__Aufgabenstellung__.
a) Gib aus dem Textauszug über das Attentat auf Hitler den Teil wortgetreu wieder, der mit den Worten „Liebe Leserin, lieber“ einsetzt und mit „ein weiteres Jahr.“ schließt.
b) Beantworte anhand des Textauszugs über das Attentat auf Hitler folgende Fragen:
(i) Wie viele Personen wurden in den Tagen und Wochen nach dem Attentat verhaftet, hingerichtet oder in den Tod getrieben?
(ii) Wie lange dauerte der Krieg nach dem Attentat noch?
(iii) Wann begann die Aufarbeitung der Umstände des Attentats?
c) Setze den Textauszug über das Attentat auf Hitler bitte im Anschluss an seinen letzten Satz fort.

__Ausgewählter Textauszug__.
........
Liebe Leserin, lieber Leser,
heute jährt sich zum 80. Mal der Tag, an dem eine Gruppe um den Wehrmachtsoffizier Claus Schenk Graf von Stauffenberg versuchte, Hitler mit einer Bombe zu beseitigen. Das Attentat scheiterte, Hitler wurde nur leicht verletzt, die Verschwörer wurden zum Teil noch am selben Tag erschossen, mehr als 200 Personen wurden in den Tagen und Wochen danach verhaftet, hingerichtet oder in den Tod getrieben. Das Morden in den Konzentrationslagern der Nazis ging weiter, der Krieg dauerte mit weiteren Millionen Opfern noch fast ein weiteres Jahr.
Heute würdigen wir den Mut und den letzten Versuch, den Terror der NS-Diktatur vorzeitig durch ein Attentat auf den „Führer“ zu beenden. Die Aufarbeitung der Umstände des Attentats, die Forschung zu den Motiven der Teilnehmer und die Zusammensetzung des Unterstützerkreises hat erst spät nach der Gründung der Bundesrepublik Deutschland begonnen. Heute wissen wir sehr weitgehend, wann die ersten Überlegungen zu einem solchen Attentat begannen, wer daran beteiligt war und welche Motive dem Attentat zugrunde lagen. Wir wissen auch sehr viel über das Schicksal der Familien der Attentäter, denn viele von ihnen wurden in „Sippenhaft“ genommen, manche Anerkennung wurde den Attentätern und ihren Familien lange versagt.
........
__Ausgangsdaten__.
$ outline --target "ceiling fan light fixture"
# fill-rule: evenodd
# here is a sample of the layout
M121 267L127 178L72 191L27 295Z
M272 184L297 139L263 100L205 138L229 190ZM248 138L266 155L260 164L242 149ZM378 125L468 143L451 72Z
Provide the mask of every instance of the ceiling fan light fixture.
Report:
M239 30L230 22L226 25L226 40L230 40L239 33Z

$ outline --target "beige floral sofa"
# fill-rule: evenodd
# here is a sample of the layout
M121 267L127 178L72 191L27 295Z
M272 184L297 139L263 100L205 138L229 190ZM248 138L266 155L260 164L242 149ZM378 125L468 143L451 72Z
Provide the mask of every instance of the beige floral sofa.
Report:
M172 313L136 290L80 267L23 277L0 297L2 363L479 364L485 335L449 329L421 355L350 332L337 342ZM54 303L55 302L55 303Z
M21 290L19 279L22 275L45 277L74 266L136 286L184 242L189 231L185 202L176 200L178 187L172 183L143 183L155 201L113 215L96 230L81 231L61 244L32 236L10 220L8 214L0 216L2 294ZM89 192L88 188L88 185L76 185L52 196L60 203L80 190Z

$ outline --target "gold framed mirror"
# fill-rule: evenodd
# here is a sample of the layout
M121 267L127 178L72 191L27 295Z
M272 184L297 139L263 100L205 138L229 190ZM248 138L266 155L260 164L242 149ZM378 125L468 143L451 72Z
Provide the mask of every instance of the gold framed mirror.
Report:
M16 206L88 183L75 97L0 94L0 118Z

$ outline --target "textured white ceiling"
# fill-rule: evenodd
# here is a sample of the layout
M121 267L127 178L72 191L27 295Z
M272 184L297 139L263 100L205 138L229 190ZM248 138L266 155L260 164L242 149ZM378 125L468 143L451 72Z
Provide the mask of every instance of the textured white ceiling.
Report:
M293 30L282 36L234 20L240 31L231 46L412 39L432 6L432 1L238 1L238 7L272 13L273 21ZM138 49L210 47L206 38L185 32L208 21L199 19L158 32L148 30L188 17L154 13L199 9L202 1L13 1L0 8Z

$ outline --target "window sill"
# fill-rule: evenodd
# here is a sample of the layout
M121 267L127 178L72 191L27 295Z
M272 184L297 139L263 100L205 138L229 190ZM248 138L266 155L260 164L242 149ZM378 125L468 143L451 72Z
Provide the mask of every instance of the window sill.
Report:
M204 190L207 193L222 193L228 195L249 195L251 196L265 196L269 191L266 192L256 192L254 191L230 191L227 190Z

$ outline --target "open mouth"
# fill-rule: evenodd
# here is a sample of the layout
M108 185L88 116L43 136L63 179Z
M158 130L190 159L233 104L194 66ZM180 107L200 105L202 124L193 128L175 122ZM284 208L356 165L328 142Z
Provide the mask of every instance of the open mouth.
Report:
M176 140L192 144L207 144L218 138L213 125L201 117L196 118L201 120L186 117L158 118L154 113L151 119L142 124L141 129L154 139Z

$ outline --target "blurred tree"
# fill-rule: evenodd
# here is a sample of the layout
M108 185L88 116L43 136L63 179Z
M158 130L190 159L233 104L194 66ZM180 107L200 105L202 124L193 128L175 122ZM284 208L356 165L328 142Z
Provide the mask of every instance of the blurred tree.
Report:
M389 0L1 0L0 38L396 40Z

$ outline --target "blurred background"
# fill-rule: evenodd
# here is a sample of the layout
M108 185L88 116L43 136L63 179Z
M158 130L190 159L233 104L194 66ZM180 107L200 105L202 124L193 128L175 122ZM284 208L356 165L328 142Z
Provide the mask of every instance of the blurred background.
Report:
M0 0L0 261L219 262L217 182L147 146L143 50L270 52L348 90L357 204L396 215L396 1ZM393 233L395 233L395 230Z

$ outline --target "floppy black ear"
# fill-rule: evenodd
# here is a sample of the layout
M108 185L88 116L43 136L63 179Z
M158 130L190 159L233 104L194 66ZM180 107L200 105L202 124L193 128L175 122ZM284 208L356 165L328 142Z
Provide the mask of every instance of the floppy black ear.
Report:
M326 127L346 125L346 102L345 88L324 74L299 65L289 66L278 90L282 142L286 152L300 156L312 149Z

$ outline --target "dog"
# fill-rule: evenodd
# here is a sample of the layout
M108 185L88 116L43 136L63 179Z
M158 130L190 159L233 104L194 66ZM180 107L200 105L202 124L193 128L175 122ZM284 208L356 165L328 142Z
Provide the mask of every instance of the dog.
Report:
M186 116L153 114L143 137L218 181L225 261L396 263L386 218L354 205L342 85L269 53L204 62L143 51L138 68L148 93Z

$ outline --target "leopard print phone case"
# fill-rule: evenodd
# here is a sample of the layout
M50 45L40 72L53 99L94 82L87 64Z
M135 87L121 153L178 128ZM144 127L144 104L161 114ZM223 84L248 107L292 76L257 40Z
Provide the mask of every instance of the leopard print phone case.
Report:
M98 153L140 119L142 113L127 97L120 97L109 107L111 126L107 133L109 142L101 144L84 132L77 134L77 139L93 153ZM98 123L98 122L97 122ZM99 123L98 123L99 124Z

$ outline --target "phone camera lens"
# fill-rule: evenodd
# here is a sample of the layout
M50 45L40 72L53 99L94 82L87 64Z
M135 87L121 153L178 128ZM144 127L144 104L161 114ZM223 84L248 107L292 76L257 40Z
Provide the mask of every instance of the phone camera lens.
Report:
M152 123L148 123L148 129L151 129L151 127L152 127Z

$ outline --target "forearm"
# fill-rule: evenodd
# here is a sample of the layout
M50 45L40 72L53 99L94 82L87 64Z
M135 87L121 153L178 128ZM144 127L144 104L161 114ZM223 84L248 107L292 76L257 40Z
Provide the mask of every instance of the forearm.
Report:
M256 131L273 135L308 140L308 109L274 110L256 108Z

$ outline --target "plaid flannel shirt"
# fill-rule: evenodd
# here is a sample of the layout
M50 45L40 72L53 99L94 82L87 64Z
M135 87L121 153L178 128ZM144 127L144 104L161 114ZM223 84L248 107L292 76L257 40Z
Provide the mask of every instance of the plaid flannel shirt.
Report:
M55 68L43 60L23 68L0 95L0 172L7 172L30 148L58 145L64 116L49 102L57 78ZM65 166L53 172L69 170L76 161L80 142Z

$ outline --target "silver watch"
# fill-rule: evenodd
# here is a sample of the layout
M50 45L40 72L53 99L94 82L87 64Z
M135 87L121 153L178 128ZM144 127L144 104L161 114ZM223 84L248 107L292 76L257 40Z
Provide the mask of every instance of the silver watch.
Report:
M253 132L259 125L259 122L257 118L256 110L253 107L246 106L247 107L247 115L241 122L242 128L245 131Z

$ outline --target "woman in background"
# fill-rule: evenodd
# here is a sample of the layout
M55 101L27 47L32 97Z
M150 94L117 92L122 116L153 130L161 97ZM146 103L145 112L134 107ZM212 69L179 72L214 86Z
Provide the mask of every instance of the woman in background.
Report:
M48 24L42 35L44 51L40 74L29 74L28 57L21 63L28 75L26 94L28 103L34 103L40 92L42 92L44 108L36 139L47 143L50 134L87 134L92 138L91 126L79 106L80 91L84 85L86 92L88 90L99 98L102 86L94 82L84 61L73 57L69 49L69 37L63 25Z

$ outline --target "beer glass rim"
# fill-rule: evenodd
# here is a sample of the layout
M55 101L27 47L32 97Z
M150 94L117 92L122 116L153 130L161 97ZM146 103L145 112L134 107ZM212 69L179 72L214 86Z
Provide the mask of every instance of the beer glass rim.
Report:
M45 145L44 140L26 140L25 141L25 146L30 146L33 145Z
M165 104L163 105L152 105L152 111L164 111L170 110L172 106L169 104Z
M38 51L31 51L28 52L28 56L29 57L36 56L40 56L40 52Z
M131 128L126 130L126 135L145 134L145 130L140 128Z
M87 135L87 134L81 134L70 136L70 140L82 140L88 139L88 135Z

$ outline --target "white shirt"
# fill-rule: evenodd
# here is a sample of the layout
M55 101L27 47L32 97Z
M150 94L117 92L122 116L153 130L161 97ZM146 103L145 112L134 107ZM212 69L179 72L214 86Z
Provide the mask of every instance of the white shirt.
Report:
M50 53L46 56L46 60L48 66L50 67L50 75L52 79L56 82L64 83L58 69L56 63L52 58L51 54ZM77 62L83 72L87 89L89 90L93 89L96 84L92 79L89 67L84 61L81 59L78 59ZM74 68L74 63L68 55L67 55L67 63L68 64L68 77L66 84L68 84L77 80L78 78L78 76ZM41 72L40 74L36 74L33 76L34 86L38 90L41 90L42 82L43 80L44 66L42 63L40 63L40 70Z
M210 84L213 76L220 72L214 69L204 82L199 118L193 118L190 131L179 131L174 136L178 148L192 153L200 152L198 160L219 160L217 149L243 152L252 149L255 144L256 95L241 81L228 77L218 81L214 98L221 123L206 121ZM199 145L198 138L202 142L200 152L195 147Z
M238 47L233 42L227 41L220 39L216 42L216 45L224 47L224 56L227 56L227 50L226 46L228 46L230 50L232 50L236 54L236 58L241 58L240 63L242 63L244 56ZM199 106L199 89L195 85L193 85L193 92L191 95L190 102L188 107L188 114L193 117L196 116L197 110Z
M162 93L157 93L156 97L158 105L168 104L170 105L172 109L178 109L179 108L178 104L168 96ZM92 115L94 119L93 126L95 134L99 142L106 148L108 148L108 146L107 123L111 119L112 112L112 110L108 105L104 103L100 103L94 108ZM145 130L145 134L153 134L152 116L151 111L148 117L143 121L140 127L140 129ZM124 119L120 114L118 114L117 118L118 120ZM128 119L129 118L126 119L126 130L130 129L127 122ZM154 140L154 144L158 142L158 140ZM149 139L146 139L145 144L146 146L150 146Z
........
__Gegebene Antworten__.
a)
Liebe Leserin, lieber Leser,
heute jährt sich zum 80. Mal der Tag, an dem eine Gruppe um den Wehrmachtsoffizier Claus Schenk Graf von Stauffenberg versuchte, Hitler mit einer Bombe zu beseitigen. Das Attentat scheiterte, Hitler wurde nur leicht verletzt, die Verschwörer wurden zum Teil noch am selben Tag erschossen, mehr als 200 Personen wurden in den Tagen und Wochen danach verhaftet, hingerichtet oder in den Tod getrieben. Das Morden in den Konzentrationslagern der Nazis ging weiter, der Krieg dauerte mit weiteren Millionen Opfern noch fast ein weiteres Jahr.

b)
(i) Mehr als 200 Personen.
(ii) Noch fast ein weiteres Jahr.
(iii) Erst spät nach der Gründung der Bundesrepublik Deutschland.

c)
Die wichtigste Frage, die wir uns nicht erst heute stellen dürfen, aber lautet: Wie ständen wir heute da, wenn die Gruppe um Stauffenberg das Attentat nicht verübt hätte, wenn es eine solche Gruppe gar nicht gegeben hätte? Der Name Stauffenberg steht für alle Zeit für den Teil der Wehrmacht und der Bevölkerung, der sich nicht der Ideologie der Nationalsozialisten verschrieben hatte, der aber auch nicht allein in die innere Emigration gegangen war, sondern den Mut hatte, gegen den Rassenwahn und den Zivilisationsbruch der Nazis unter großer Gefahr für das eigene Leben aktiv etwas zu tun. Die Herkunft der Mitglieder des Widerstands war sehr unterschiedlich, die Vorstellungen über die Zeit nach einem erfolgreichen Attentat mindestens ebenso verschieden. Aber dass sie es wenigstens versucht haben, hat die Ehre unseres Landes bewahrt. Nicht ohne Grund wird der 20. Juli daher seit vielen Jahren als Tag des Gedenkens und der weltgeschichtlichen Erinnerung begangen. In den dunkelsten Stunden unserer Geschichte gab es am 20. Juli 1944 ein kleines flackerndes Licht, das allzu schnell wieder erlosch. Aber dass es dieses Licht überhaupt gab, darf uns auch heute noch mit großer Dankbarkeit erfüllen.